_Pointing records_.
+ + + + +
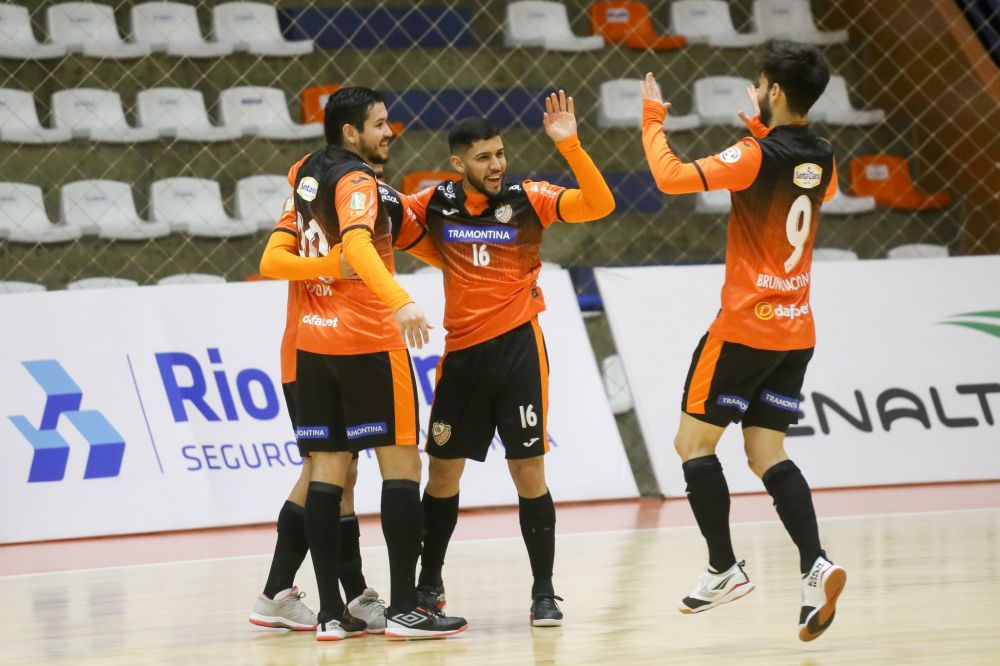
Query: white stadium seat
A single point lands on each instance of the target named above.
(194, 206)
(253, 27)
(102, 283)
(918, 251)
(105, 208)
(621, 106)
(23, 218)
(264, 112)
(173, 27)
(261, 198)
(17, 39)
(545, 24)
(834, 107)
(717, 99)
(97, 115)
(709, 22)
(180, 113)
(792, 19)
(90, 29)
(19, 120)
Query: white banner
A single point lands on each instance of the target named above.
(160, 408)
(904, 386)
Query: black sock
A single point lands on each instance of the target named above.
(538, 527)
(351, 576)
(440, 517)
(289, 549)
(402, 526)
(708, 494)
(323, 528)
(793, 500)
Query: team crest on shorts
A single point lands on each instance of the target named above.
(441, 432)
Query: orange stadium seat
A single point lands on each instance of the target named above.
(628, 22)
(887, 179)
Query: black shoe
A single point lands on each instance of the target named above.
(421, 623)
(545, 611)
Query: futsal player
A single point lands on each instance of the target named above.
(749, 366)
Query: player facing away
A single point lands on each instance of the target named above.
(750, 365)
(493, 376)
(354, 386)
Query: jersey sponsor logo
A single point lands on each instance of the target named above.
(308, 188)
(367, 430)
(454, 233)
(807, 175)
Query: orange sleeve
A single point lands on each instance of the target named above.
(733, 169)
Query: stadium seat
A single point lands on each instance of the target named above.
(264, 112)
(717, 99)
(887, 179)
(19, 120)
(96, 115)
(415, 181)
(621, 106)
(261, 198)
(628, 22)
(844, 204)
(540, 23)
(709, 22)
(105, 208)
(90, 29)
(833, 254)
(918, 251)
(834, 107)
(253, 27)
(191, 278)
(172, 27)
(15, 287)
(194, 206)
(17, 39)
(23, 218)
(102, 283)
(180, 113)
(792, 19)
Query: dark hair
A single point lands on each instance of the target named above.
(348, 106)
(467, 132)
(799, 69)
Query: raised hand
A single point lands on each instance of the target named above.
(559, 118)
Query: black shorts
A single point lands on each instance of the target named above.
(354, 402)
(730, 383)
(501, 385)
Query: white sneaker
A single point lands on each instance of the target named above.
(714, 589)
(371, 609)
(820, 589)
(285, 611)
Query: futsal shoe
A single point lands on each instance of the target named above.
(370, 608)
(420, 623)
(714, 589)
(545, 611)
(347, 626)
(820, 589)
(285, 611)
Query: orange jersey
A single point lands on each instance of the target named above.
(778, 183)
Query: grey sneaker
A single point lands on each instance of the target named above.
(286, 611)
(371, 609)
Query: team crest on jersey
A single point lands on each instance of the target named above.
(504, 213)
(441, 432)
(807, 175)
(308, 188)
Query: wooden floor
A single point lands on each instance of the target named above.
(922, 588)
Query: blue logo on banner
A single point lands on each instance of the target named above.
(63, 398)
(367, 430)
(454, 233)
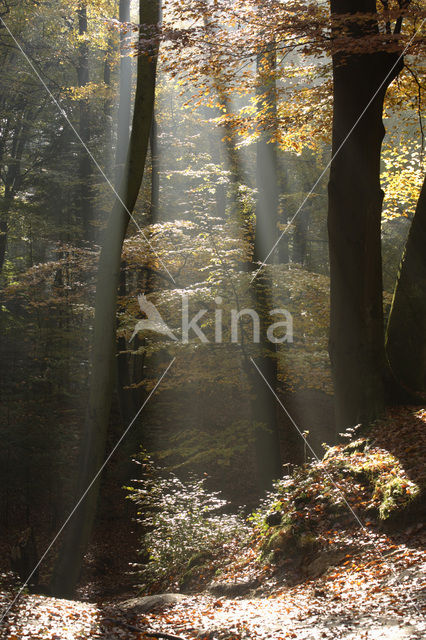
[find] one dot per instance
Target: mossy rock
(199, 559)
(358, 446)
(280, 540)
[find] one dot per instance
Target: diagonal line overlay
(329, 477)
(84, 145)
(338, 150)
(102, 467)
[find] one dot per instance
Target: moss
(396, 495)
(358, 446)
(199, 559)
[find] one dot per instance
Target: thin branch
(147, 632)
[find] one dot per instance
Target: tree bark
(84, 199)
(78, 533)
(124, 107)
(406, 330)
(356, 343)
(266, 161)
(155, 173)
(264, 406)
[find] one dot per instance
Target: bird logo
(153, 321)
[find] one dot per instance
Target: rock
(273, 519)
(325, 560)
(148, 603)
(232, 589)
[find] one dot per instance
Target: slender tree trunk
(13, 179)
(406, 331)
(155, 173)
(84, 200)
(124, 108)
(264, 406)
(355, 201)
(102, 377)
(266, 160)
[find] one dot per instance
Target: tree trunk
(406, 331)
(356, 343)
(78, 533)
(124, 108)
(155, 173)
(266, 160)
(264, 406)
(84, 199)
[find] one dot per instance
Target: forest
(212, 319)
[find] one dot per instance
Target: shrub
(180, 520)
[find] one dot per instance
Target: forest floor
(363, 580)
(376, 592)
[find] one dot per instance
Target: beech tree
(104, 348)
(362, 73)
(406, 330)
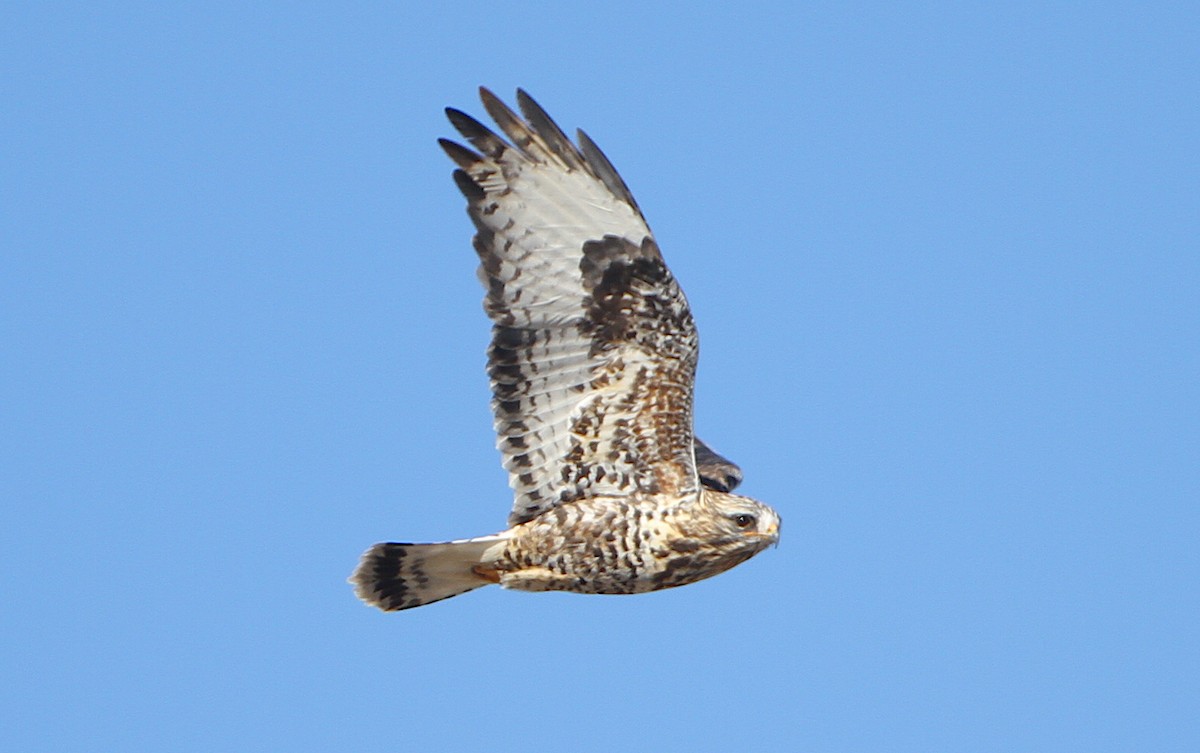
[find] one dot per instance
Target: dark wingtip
+ + + + +
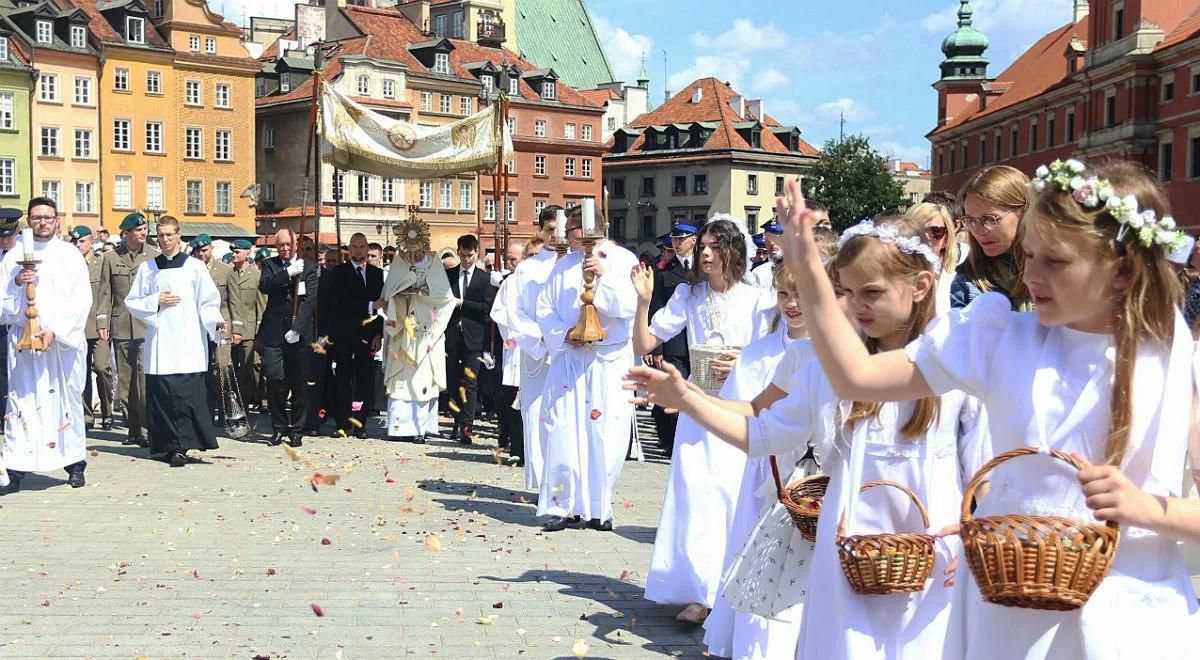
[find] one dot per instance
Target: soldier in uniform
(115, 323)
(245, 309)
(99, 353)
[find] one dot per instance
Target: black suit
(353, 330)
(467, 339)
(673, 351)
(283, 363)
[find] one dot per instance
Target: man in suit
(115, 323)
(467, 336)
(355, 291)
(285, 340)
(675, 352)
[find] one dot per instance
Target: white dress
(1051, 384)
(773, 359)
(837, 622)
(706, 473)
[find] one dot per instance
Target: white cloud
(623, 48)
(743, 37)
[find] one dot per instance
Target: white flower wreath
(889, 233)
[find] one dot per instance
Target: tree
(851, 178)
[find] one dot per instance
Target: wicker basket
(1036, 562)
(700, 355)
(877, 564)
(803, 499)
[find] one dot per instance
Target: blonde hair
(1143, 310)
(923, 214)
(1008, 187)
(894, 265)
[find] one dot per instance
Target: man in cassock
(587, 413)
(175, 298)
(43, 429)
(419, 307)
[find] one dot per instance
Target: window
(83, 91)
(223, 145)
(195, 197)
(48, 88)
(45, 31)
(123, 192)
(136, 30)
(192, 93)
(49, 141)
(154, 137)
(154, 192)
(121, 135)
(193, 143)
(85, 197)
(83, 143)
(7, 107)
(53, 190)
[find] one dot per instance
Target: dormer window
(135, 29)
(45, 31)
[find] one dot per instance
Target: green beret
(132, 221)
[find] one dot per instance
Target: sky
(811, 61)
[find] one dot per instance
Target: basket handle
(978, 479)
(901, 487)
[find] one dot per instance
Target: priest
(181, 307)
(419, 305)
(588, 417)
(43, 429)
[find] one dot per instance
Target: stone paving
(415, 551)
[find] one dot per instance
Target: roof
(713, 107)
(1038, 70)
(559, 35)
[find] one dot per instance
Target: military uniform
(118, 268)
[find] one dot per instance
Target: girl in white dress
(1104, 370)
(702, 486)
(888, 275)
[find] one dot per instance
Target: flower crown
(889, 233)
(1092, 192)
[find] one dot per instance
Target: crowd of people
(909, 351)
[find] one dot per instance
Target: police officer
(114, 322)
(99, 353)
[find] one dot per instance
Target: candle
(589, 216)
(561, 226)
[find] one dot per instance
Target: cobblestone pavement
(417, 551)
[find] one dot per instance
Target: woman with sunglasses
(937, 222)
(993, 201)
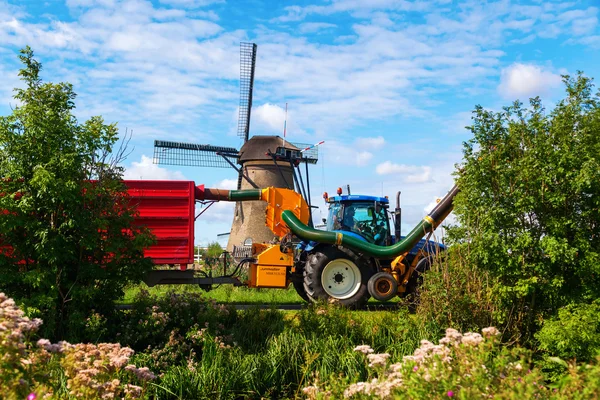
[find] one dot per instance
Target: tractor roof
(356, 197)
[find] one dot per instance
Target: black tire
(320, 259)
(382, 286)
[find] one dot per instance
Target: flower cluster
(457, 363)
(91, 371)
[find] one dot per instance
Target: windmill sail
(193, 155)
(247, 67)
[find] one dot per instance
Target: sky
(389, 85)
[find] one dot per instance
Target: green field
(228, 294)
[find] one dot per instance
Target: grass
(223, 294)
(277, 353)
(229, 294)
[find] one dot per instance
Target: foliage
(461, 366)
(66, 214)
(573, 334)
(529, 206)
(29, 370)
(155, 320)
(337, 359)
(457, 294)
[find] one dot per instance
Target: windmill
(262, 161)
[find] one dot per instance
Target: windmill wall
+ + + + +
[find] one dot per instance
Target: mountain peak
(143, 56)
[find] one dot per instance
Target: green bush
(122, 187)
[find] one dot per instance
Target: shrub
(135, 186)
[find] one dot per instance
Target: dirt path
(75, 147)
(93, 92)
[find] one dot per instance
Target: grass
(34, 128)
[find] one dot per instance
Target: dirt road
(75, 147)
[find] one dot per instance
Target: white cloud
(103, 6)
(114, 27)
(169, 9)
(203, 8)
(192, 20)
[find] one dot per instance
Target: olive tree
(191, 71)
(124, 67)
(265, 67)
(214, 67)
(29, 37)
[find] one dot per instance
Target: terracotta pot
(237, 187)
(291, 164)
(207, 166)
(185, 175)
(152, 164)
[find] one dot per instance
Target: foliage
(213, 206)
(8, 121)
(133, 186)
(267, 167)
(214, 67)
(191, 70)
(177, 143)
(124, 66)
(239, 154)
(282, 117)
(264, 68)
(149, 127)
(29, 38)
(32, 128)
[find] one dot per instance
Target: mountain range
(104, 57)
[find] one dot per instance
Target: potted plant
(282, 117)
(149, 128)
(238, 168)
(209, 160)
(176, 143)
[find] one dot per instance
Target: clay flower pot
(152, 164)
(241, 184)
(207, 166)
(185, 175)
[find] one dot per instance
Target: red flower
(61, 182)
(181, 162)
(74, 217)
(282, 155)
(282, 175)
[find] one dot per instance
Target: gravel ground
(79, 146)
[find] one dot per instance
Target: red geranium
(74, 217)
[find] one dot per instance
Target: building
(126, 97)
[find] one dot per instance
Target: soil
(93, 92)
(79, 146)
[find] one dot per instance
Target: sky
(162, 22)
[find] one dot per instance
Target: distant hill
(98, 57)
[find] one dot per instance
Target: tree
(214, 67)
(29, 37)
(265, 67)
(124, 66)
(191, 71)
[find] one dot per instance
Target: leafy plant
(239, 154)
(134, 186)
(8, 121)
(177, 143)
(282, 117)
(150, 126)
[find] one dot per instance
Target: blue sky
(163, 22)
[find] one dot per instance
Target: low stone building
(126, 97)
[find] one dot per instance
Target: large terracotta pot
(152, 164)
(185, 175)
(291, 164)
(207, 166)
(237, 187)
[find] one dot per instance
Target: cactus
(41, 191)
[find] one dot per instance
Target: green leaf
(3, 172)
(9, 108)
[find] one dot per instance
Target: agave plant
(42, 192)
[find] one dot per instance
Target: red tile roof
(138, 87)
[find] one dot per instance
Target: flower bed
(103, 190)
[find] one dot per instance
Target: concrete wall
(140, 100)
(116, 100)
+ + + + +
_STATED EXERCISE_.
Find every line in the items that contains the string "black", matching case exactly, and copy each of those lines.

_WRITTEN REPLY_.
Query: black sock
Query: black shoe
Query: black shorts
Target: black suit
Target: black tire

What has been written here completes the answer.